From almost the moment they were discovered, bacteria have had a rotten reputation. “Germs,” people called them. “Bugs.” People scrubbed them away, developed drugs to kill them, cursed them for causing sickness and death. It turns out, however, that the 100 trillion microbes living in and on people — that’s ten single-cell organisms for every one human cell — are a fundamental component of human physiology. In a very real sense, the human microbiome is as much a functioning organ as are the intestines into which so many of them are packed. But their influence goes way beyond the digestive tract, into such sites as the skin, eyes, urogenital tract, nose, and lungs.
Researchers studying this cloud of microbes have called them the “second genome.” A person’s microbiome starts to grow at birth — in fact, it may gain a toehold even before a person is born — and ultimately develops into a collection of on-board ecological systems somewhat akin to coral, with distinct colonies living in symbiosis. Even though bacteria are one-tenth to one-hundredth the size of a human cell, every person carries around up to five pounds of them. In other words, the microbes a person hosts weigh more than the three-pound brain does.
Until the advent of the Human Microbiome Project, which launched in 2007, very little was known about these stowaways. There was evolving understanding that many of them are essential to human life, that they help to synthesize certain nutrients, form a defense network against harmful microbes, and play an important role in digesting food. But they were tough to study. Many simply couldn’t be grown outside the body, and even those that could be cultured in the lab failed to behave the way researchers thought they might in vivo, or inside the body.

◆ **SUPPLIED ENTRIES**
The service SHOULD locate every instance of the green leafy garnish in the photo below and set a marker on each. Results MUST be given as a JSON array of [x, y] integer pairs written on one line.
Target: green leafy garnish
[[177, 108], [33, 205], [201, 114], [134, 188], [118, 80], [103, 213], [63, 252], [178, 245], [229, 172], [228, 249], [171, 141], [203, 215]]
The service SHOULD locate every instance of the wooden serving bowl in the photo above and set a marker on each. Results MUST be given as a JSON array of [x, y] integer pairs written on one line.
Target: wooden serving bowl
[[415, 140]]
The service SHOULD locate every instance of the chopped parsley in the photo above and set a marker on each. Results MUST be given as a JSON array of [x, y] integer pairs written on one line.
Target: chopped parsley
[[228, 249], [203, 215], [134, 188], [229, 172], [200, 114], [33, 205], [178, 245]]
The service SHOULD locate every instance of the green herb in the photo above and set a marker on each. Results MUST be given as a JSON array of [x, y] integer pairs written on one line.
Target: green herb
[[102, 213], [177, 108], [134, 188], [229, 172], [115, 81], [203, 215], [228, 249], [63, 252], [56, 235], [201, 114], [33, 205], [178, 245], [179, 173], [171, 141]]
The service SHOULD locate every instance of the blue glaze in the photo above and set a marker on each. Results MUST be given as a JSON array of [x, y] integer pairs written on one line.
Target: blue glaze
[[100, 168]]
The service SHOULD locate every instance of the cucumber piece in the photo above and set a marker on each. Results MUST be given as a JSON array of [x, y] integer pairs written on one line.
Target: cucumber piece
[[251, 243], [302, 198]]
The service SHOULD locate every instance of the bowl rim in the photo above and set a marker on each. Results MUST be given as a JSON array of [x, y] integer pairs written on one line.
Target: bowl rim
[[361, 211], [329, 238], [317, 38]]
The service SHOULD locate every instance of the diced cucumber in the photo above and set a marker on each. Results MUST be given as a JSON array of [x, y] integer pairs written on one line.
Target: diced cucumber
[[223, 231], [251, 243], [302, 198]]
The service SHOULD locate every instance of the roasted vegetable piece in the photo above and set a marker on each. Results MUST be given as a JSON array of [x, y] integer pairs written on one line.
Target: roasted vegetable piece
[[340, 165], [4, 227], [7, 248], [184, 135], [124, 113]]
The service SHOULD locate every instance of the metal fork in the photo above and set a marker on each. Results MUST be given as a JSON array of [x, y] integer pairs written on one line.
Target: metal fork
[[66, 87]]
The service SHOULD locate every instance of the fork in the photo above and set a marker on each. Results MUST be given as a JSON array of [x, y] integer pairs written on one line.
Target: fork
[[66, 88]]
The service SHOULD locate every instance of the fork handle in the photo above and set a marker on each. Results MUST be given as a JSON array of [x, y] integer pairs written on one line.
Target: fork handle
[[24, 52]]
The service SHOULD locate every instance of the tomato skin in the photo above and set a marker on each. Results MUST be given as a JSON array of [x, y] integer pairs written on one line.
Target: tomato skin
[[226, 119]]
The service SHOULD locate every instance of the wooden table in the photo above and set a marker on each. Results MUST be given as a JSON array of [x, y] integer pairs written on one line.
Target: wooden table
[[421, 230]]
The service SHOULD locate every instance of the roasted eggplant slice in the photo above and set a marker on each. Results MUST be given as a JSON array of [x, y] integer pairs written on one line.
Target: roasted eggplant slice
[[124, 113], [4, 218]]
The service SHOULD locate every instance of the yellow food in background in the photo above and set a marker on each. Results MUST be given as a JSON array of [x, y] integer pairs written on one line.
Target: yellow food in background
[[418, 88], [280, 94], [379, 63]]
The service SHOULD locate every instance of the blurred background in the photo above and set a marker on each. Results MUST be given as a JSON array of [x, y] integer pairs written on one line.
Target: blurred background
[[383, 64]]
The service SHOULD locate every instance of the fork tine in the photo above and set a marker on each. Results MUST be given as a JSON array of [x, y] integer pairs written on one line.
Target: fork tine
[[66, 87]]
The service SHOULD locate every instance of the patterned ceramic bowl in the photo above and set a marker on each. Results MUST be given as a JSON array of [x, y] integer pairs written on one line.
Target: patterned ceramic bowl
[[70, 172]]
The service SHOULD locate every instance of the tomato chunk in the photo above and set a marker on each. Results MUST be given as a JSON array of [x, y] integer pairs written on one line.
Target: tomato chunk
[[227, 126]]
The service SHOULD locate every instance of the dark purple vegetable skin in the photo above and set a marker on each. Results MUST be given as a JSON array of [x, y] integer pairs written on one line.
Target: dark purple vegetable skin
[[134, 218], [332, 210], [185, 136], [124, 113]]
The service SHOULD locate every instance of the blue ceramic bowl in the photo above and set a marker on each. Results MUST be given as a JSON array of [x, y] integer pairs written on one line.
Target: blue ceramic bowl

◆ **TO DO**
[A] From the human microbiome passage, copy the stretch from "Until the advent" through "inside the body.".
[B] Summarize the human microbiome passage in two sentences.
[C] In the human microbiome passage, what year did the Human Microbiome Project launch?
Work only from the passage on the human microbiome.

◆ **SOLUTIONS IN ORDER**
[A]
Until the advent of the Human Microbiome Project, which launched in 2007, very little was known about these stowaways. There was evolving understanding that many of them are essential to human life, that they help to synthesize certain nutrients, form a defense network against harmful microbes, and play an important role in digesting food. But they were tough to study. Many simply couldn’t be grown outside the body, and even those that could be cultured in the lab failed to behave the way researchers thought they might in vivo, or inside the body.

[B] The roughly 100 trillion microbes living in and on people, long seen only as germs, are a fundamental part of human physiology and work much like an organ, with influence from the gut to the skin, eyes and lungs. Before the Human Microbiome Project launched in 2007, little was known about them: they were known to aid nutrition, defense and digestion, but many could not be grown outside the body.

[C] 2007